Where a line holds the word "green", count it, then give only the total for the entries below.
<<<<
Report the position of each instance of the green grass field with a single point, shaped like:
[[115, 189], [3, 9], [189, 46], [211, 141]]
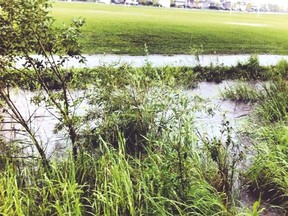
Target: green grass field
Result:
[[120, 29]]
>>>>
● Response to this task
2